### Task set
1. According to the passage about Saint Clement of Ohrid, in what year was St. Clement enthroned bishop?
2. Reproduce the passage about Saint Clement of Ohrid between "About Saint Clement" and "practically been lost.", inclusive, with "missionary work" changed to "missionary labor".

### Given text
--- BEGIN ---

About Saint Clement of Ohrid
Had it not been for the missionary work of Sts. Clement
and Naum in Ohrid, the enlightening Christian and educational
feat of the Holy Brothers would have practically been lost.
These students of Sts. Cyril and Methodius laid the
foundations
of Christianity and Slav literacy in their homeland Macedonia.
St. Clement was the first Macedonian of spirit erudition
and literacy. His activities were firmly linked with the
true and thorough Christianization of the Macedonian Slavs,
as well as with the foundation and organization of the First
Slav Episcopate in Ohrid and Kutmitchevica. St. Clement
continued with the translation of the Holy Scriptures in
the language of the Macedonian Slavs and he founded the
Ohrid University, which took him a step further than his
teachers. He created the new Slav alphabet, called Cyrillic,
in honor of his teacher St. Cyril of Thessaloniki.
About
3,500 students sought their education at the University
of St. Clement. Many of them were ordained priests, deacons
and arch-deacons, and many were sent on missions among the
Slav peoples on the Balkan Peninsula, and even further abroad.
A large number of them also reached far away Russia.
In
893 AD, St. Clement was enthroned bishop. He was the first
Slav bishop in the all-Slav Bishopric of Belica. This Slav
bishopric is rightly considered by some Church historians
as the first organized Slav Church on the Balkan Peninsula.
The Bulgarian Church of the time, that was organized following
the Christianization of the Bulgarians in 846 AD, had senior
Byzantine clergy.
Thus,
St. Clement, student and affiliate of the Slav apostles
and teachers Cyril and Methodius, became the first Macedonian
Slav bishop, renowned man of letters, teacher, and preacher
of the Christian Gospels in the ninth and tenth century.
He is the founder of Slav literacy and literature in Macedonia.

--- END ---

### Extracted entries

--- BEGIN ---

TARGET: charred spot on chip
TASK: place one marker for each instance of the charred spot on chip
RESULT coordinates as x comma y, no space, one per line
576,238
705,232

--- END ---

### Solutions to each task
1. 893 AD

2.
About Saint Clement of Ohrid
Had it not been for the missionary labor of Sts. Clement
and Naum in Ohrid, the enlightening Christian and educational
feat of the Holy Brothers would have practically been lost.